Records shown:
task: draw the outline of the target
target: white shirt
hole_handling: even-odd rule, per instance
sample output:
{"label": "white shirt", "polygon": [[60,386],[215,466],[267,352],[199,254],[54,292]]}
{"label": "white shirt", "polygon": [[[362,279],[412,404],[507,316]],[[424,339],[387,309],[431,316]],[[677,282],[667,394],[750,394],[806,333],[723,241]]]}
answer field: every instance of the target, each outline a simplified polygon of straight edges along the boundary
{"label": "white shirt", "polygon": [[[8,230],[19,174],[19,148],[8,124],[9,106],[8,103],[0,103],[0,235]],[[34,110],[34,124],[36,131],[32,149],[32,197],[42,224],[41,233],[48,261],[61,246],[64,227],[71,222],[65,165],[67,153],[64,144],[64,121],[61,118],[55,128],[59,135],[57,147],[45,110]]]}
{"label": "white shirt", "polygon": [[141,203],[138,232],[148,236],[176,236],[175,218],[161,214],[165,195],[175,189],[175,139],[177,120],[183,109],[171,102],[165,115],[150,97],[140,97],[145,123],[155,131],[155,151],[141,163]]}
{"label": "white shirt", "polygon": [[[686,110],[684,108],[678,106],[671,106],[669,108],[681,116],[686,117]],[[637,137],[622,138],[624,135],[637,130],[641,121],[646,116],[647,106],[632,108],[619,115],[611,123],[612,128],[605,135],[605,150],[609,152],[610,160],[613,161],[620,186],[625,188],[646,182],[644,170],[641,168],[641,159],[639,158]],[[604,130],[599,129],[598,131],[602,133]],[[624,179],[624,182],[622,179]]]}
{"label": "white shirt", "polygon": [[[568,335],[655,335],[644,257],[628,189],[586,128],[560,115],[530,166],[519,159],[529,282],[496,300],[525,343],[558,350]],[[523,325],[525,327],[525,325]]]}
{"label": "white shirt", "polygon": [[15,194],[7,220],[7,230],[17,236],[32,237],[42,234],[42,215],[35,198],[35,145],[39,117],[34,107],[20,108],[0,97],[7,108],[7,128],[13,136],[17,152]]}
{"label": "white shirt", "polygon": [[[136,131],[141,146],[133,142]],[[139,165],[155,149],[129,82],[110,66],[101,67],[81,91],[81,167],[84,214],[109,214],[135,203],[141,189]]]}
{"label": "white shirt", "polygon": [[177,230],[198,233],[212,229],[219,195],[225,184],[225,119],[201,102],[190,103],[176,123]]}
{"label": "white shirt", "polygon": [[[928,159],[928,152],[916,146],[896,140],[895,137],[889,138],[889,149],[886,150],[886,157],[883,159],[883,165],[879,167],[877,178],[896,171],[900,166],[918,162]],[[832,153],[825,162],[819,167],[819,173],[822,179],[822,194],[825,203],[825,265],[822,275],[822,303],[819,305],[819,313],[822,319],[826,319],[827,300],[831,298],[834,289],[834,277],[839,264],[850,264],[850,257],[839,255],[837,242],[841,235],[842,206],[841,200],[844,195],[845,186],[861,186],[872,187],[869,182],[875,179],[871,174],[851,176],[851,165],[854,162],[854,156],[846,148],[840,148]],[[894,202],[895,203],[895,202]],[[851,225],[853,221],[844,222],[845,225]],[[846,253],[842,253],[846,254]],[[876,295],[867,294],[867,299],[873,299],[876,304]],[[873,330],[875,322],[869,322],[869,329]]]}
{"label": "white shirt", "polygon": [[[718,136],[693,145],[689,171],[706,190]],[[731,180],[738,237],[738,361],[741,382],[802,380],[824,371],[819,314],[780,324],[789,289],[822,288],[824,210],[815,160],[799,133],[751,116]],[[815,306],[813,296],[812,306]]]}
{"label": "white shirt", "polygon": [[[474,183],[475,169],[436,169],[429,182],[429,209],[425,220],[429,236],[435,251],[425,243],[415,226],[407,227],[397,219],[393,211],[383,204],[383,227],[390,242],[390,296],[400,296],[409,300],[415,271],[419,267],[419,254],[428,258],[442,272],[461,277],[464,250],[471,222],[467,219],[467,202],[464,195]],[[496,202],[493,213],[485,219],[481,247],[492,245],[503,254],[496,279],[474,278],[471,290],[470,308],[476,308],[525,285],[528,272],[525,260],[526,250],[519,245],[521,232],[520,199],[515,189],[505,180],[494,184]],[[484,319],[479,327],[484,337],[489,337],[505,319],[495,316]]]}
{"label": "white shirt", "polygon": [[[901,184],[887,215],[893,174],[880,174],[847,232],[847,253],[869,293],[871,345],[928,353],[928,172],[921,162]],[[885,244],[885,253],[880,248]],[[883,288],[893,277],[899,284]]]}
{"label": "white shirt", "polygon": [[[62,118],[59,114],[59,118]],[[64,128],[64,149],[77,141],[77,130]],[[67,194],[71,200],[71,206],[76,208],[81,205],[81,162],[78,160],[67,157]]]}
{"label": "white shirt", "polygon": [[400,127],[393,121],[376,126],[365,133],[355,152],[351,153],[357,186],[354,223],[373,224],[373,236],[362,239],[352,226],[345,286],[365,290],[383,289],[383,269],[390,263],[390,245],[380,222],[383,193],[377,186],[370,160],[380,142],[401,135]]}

Objective: Please turn the rows above into a numbered list, leaving out any blank lines.

Reply:
1. task: draw the outline of the target
2. target: white shirt
3. hole_handling: even-odd rule, per instance
4. sample output:
5. {"label": "white shirt", "polygon": [[60,386],[215,466],[267,352],[199,254],[54,292]]}
6. {"label": "white shirt", "polygon": [[[362,279],[412,404],[507,316]],[[424,339],[387,309],[431,316]],[[677,282],[667,394],[750,394],[806,333],[723,241]]]}
7. answer field: every instance of the target, each outline a simplified polygon of straight edges along the boundary
8. {"label": "white shirt", "polygon": [[[8,230],[19,174],[19,148],[8,124],[9,106],[8,103],[0,103],[0,235]],[[34,110],[34,124],[36,131],[32,149],[32,197],[42,224],[41,233],[48,261],[61,246],[64,227],[71,222],[65,165],[67,153],[64,144],[64,121],[61,118],[55,128],[59,135],[57,147],[45,110]]]}
9. {"label": "white shirt", "polygon": [[141,203],[138,232],[148,236],[176,236],[175,218],[161,214],[165,195],[175,189],[175,139],[177,120],[183,109],[171,102],[165,115],[150,97],[140,97],[145,123],[155,131],[155,151],[141,163]]}
10. {"label": "white shirt", "polygon": [[[686,110],[684,108],[678,106],[671,106],[669,108],[681,116],[686,117]],[[637,137],[622,138],[624,135],[637,130],[641,121],[646,116],[647,106],[632,108],[619,115],[611,123],[612,128],[605,135],[605,150],[609,152],[610,160],[613,161],[620,186],[625,188],[646,182],[644,170],[641,168],[641,159],[639,158]],[[604,130],[599,129],[598,131],[602,133]],[[624,179],[624,182],[622,179]]]}
11. {"label": "white shirt", "polygon": [[[568,335],[655,335],[644,257],[628,189],[586,128],[560,115],[530,166],[519,159],[529,282],[496,300],[525,343],[558,350]],[[523,325],[525,327],[525,325]]]}
12. {"label": "white shirt", "polygon": [[15,194],[7,220],[7,230],[17,236],[32,237],[42,234],[42,215],[35,198],[35,145],[39,117],[34,107],[20,108],[0,97],[7,108],[7,128],[13,136],[17,152]]}
13. {"label": "white shirt", "polygon": [[[136,131],[141,146],[133,142]],[[139,165],[155,149],[129,82],[110,66],[101,67],[81,91],[81,167],[84,214],[109,214],[135,203],[141,189]]]}
14. {"label": "white shirt", "polygon": [[177,230],[198,233],[212,229],[219,195],[225,184],[225,119],[201,102],[190,103],[176,123]]}
15. {"label": "white shirt", "polygon": [[[928,159],[928,152],[916,146],[896,140],[895,137],[889,138],[889,149],[886,150],[886,157],[883,159],[883,165],[879,167],[877,178],[896,171],[900,166],[918,162]],[[832,153],[825,162],[819,167],[819,173],[822,179],[822,194],[825,203],[825,265],[822,275],[822,303],[819,305],[819,313],[822,319],[826,319],[827,300],[831,298],[834,289],[834,277],[839,264],[850,264],[850,257],[839,255],[837,242],[841,235],[842,206],[841,200],[844,195],[845,186],[861,186],[872,187],[869,182],[875,179],[871,174],[851,176],[851,165],[854,162],[854,156],[846,148],[840,148]],[[894,202],[895,203],[895,202]],[[851,225],[853,221],[844,222],[845,225]],[[846,253],[842,253],[846,254]],[[876,295],[867,294],[867,299],[873,299],[876,304]],[[873,330],[875,322],[869,322],[869,329]]]}
16. {"label": "white shirt", "polygon": [[[718,136],[693,145],[689,171],[706,190]],[[731,180],[738,237],[738,361],[741,382],[802,380],[824,371],[819,314],[780,324],[789,289],[822,288],[824,210],[815,160],[799,133],[751,116]],[[815,306],[813,296],[812,306]]]}
17. {"label": "white shirt", "polygon": [[[474,183],[475,169],[436,169],[429,182],[429,209],[425,220],[429,236],[435,251],[425,243],[415,226],[407,227],[397,219],[393,211],[383,204],[383,227],[390,242],[390,296],[400,296],[409,300],[415,271],[419,267],[419,254],[428,258],[442,272],[461,277],[464,250],[471,222],[467,219],[467,202],[464,195]],[[496,202],[493,213],[485,219],[481,247],[492,245],[503,254],[496,279],[474,278],[471,290],[470,308],[476,308],[525,285],[528,272],[525,260],[526,250],[519,245],[521,232],[520,199],[515,189],[505,180],[494,184]],[[484,319],[479,327],[484,337],[489,337],[505,319],[495,316]]]}
18. {"label": "white shirt", "polygon": [[[901,184],[887,215],[893,174],[880,174],[847,232],[847,253],[869,293],[871,345],[928,353],[928,172],[921,162]],[[885,244],[885,253],[880,248]],[[883,288],[893,277],[899,284]]]}
19. {"label": "white shirt", "polygon": [[[62,118],[59,114],[59,118]],[[64,128],[64,149],[77,141],[77,130]],[[67,194],[71,200],[71,206],[76,208],[81,205],[81,162],[78,160],[67,157]]]}
20. {"label": "white shirt", "polygon": [[400,127],[393,121],[376,126],[365,133],[355,152],[351,153],[357,186],[354,223],[373,224],[373,236],[362,239],[352,226],[345,286],[365,290],[383,289],[383,269],[390,263],[390,245],[380,222],[383,193],[377,186],[370,160],[380,142],[401,135]]}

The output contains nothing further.